Goal of the exercise:
Extract the records in full, leaving every picture out.
■ ■ ■ ■
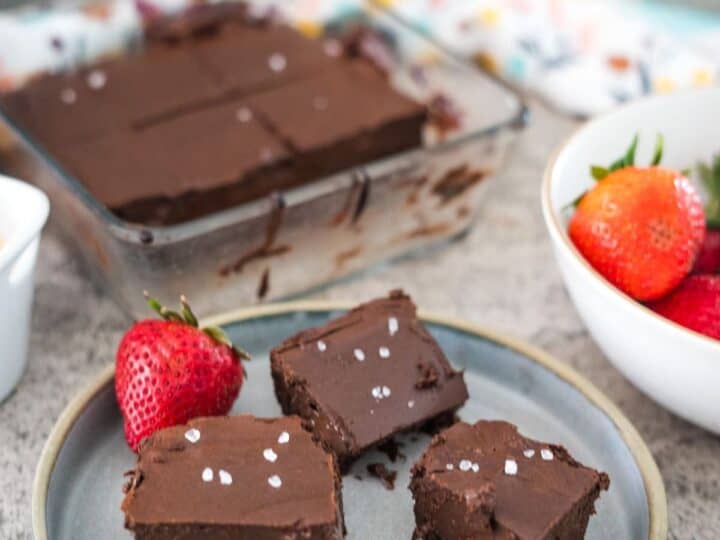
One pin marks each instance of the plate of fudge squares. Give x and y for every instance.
(366, 422)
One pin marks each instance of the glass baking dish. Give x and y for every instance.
(311, 235)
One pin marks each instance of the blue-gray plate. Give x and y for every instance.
(78, 483)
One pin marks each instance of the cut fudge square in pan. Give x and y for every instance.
(366, 376)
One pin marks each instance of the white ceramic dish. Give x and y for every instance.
(678, 368)
(23, 212)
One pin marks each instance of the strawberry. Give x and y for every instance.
(640, 227)
(708, 261)
(695, 304)
(169, 371)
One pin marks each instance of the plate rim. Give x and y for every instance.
(652, 480)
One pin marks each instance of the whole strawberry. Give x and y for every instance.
(695, 304)
(708, 261)
(169, 371)
(640, 227)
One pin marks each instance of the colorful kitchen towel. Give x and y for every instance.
(583, 56)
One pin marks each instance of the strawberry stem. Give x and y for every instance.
(710, 176)
(188, 317)
(628, 159)
(657, 155)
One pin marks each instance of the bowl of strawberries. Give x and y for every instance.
(632, 206)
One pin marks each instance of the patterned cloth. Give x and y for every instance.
(584, 56)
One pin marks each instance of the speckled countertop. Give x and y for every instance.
(502, 275)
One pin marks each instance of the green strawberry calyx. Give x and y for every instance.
(186, 316)
(710, 176)
(628, 158)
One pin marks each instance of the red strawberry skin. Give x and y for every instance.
(641, 228)
(695, 304)
(168, 372)
(708, 261)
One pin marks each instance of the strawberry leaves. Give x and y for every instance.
(187, 316)
(710, 176)
(628, 159)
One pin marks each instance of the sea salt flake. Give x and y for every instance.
(266, 154)
(243, 115)
(225, 477)
(275, 481)
(332, 48)
(192, 435)
(207, 474)
(96, 79)
(393, 326)
(68, 96)
(277, 62)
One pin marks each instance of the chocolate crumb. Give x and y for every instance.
(391, 448)
(364, 180)
(146, 237)
(385, 475)
(444, 114)
(456, 182)
(264, 286)
(427, 376)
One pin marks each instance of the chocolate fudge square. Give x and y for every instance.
(486, 481)
(366, 376)
(341, 117)
(240, 478)
(111, 96)
(198, 163)
(248, 59)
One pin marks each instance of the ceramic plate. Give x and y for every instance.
(77, 490)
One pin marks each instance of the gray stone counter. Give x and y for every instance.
(501, 276)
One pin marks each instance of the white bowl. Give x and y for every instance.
(678, 368)
(23, 212)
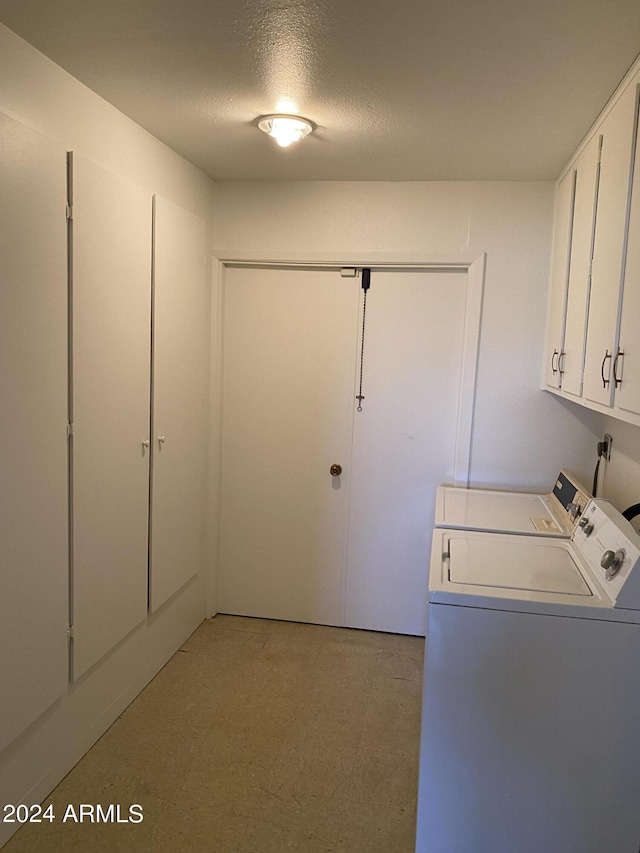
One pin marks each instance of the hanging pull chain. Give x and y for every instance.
(366, 283)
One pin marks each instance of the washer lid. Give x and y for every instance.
(514, 512)
(493, 562)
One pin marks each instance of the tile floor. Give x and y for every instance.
(257, 736)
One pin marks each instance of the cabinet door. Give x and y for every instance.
(180, 317)
(610, 235)
(111, 298)
(627, 395)
(562, 232)
(571, 360)
(33, 437)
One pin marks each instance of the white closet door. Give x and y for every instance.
(404, 443)
(179, 400)
(289, 368)
(111, 409)
(33, 442)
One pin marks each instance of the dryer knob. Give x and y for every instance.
(612, 562)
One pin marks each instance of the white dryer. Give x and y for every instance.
(555, 514)
(530, 735)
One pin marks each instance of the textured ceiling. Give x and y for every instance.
(402, 90)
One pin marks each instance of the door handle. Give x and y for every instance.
(605, 382)
(617, 379)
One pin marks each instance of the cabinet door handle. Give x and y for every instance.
(617, 380)
(605, 382)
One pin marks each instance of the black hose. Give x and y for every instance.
(631, 512)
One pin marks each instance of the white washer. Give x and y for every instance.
(530, 736)
(555, 514)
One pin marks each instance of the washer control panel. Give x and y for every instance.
(611, 549)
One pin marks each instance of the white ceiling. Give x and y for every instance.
(400, 89)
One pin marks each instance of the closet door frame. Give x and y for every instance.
(473, 264)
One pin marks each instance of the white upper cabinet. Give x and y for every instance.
(609, 247)
(33, 435)
(562, 229)
(180, 318)
(626, 364)
(571, 358)
(592, 323)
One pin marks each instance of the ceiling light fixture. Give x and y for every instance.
(285, 129)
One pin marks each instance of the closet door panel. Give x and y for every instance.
(608, 252)
(33, 441)
(111, 408)
(288, 399)
(179, 400)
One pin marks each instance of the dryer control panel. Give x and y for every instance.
(611, 549)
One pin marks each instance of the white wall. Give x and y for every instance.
(37, 92)
(522, 436)
(622, 478)
(42, 96)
■ ■ ■ ■
Answer to this exercise:
One pin marks each instance of the plate of fudge squares. Give x and y for every instance.
(366, 422)
One pin marks each instance of the glass baking dish. Give x and y for every instance.
(311, 235)
One pin marks each instance of the blue-gray plate. Give x and y for every instance.
(78, 483)
One pin marks each instance of the cut fudge square in pan. Give x and y for every instance.
(366, 376)
One pin marks each instance of the white ceramic dish. Give x and y for every instance.
(678, 368)
(23, 212)
One pin marks each instance of the strawberry. Give x and y for every instance.
(640, 227)
(708, 261)
(695, 304)
(169, 371)
One pin marks each instance of the plate rim. Give x and y for every instance.
(652, 480)
One pin marks each instance of the whole strawberry. Give x and y for every instance.
(695, 304)
(708, 261)
(169, 371)
(640, 227)
One pin marks each instance of the colorful kitchen towel. Give x and y for every instance.
(583, 56)
One pin marks each instance of the strawberry stem. Give x and y for every instance.
(710, 176)
(188, 317)
(628, 159)
(657, 155)
One pin marks each instance of the bowl of strawberries. Give x and y for every instance.
(632, 206)
One pin marks each instance of the patterned cloth. Give x and y for every instance.
(584, 56)
One pin marks each instance of the speckled countertop. Give x and y for every instance.
(502, 275)
One pin marks each instance of the green strawberry calyx. Give x and y for every instance.
(186, 316)
(710, 176)
(628, 158)
One pin marks each instance of the red strawberry skin. Give x and y for every instance.
(641, 228)
(695, 304)
(168, 372)
(708, 261)
One pin marks each instance of the strawberry leaves. Give x and y for every instance.
(187, 316)
(710, 176)
(628, 159)
One pin marks each instance of the sea salt flake. Give x and y for every instance.
(266, 154)
(243, 115)
(225, 477)
(275, 481)
(332, 48)
(192, 435)
(207, 474)
(96, 79)
(393, 326)
(68, 96)
(277, 62)
One pin marks each instance of the chocolate crumb. Give x and y for every instance.
(391, 448)
(364, 180)
(146, 237)
(385, 475)
(444, 114)
(456, 182)
(264, 286)
(427, 376)
One pin marks each instance of the chocolate fudge square. Give x and y for every instance.
(486, 481)
(366, 376)
(341, 117)
(240, 478)
(111, 96)
(198, 163)
(248, 59)
One pin marks each instance of the ceramic plate. Give x and y for every instance.
(77, 490)
One pin marks each instance of the gray stone counter. Give x and y for every instance.
(501, 276)
One pin marks each instance of the white bowl. Give x and y for every instance.
(678, 368)
(23, 212)
One pin marks each instance of the hanging pull chain. Give x and y for every instance.
(366, 283)
One pin marks each instance of the washer lid. Give x and y for every instance.
(514, 512)
(493, 562)
One pin marks each instance of the tile floor. Give x and y for every instance.
(257, 736)
One pin marks each instance of the cabinet door. Give x and y for every instance.
(180, 317)
(610, 235)
(111, 298)
(627, 395)
(562, 232)
(571, 360)
(33, 437)
One pin marks each instance of the white closet door. Give x and y for every instance.
(404, 443)
(179, 400)
(289, 368)
(111, 409)
(33, 442)
One pin marks each instance of the dryer knob. Give x and y for every instance.
(612, 562)
One pin marks each instance of the white dryer. Give x and y for every instance.
(555, 514)
(530, 735)
One pin marks each instance of the textured ceiling. Give x and y for every instance.
(402, 90)
One pin marks each instance of the door handle. Give x and y for every instance.
(605, 382)
(617, 379)
One pin marks each instance of the cabinet door handle. Give x and y for every instance.
(617, 380)
(605, 382)
One pin marks each instance of the black hose. Give x and y for every instance.
(631, 512)
One pin marks each instance of the white washer. Give x and y for every instance.
(530, 736)
(555, 514)
One pin marks each instance of the washer control panel. Give x and y for every instance.
(611, 549)
One pin marks each instance of the white ceiling. Give x and y for every instance.
(400, 89)
One pin marks each instance of the closet door frame. Give x and y for every instance.
(473, 264)
One pin marks each instance of the white upper cabinet. Give x and y for every instance.
(609, 247)
(33, 435)
(562, 229)
(180, 318)
(626, 364)
(571, 358)
(592, 323)
One pin marks each instance of the ceiling light fixture. Give x and y for every instance.
(285, 129)
One pin marks each instance of the closet door panel. Give x and y for every instance.
(608, 252)
(33, 441)
(111, 408)
(288, 399)
(179, 400)
One pin marks each instance of the dryer control panel. Give x and y for every instance.
(611, 549)
One pin marks each instance of the white wall. Give x and y for every instance.
(37, 92)
(522, 436)
(622, 478)
(42, 96)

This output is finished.